**Short task:**
Copy out the stretch from the line containing "Question: locate the window in" through the end of the items, keeping each item's wording unchanged. Multiply every coordinate in the answers by 0.35 and round each result to a whole number, with halves rounded up.

● ● ● ● ●

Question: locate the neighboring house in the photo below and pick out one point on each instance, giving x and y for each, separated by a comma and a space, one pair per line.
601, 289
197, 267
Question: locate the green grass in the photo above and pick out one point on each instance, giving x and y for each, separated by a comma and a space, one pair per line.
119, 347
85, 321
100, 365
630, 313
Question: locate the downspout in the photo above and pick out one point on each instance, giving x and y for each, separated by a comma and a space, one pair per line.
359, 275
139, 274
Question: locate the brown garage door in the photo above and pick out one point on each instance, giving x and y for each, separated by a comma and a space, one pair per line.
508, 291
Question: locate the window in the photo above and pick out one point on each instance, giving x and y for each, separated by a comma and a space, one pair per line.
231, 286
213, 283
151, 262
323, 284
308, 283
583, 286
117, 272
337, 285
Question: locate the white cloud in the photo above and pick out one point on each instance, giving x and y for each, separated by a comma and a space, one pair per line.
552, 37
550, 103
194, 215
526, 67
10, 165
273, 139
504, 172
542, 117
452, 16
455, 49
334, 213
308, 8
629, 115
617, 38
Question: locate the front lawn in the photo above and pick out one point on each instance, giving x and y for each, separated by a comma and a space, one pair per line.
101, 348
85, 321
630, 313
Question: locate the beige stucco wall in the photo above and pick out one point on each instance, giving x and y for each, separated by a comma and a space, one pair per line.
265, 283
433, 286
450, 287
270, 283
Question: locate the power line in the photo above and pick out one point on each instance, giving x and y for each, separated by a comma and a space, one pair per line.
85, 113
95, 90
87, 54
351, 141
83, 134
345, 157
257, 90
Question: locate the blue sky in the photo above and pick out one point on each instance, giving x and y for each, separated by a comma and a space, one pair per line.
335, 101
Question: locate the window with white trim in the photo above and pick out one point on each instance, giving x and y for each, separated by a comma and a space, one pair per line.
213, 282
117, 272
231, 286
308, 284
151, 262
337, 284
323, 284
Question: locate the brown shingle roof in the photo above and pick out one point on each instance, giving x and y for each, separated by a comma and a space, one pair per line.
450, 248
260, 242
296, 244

● ● ● ● ●

**Complete output:**
Question: locate the window in the photo above and pick out one point on each instance, giving x and y for each, separated by a comma and a space, one pair per line.
81, 100
75, 99
53, 92
113, 99
108, 99
204, 100
41, 95
118, 100
Question: locate the white cloud in the photo above and pick out one point on each instance, giving x and y for each, separated by a comma and a space, one pair per line.
193, 13
193, 36
68, 75
184, 23
4, 58
96, 49
176, 60
190, 41
158, 6
159, 17
117, 75
108, 3
220, 40
216, 13
Question: locate the front lawn in the photo above and pick out one point on each instance, giving x and y for each, separated by a comma and a space, one pair per line.
35, 122
30, 112
221, 110
Question: locate the beige stucco wall in the photo above and pick out one point on each instance, giving x and y for each, separated by a comma and a space, one pair per line.
93, 99
152, 100
158, 100
95, 99
Question: locate the power line in the photo above and pick out one point on each instance, giving x and y for each, separated by a comma and a space, one pair per line.
30, 40
33, 32
30, 19
123, 49
29, 47
121, 55
90, 32
Question: locate the blue sky in the photo above and pick out one point on each instance, giving x and y for each, separated by a comma and a space, one pair per line.
117, 35
Question: locate the window with white trim in the photo above and pick out one point on each instance, giving x and y for each, separated by a comma and a space, one pair per line.
75, 99
41, 95
81, 100
108, 99
53, 92
118, 99
113, 99
Question: locate the brown shingle roof in the photo above and pick out one point on each instance, giving x and y for each, separated by a comma and a space, one pair per line.
158, 87
91, 85
104, 85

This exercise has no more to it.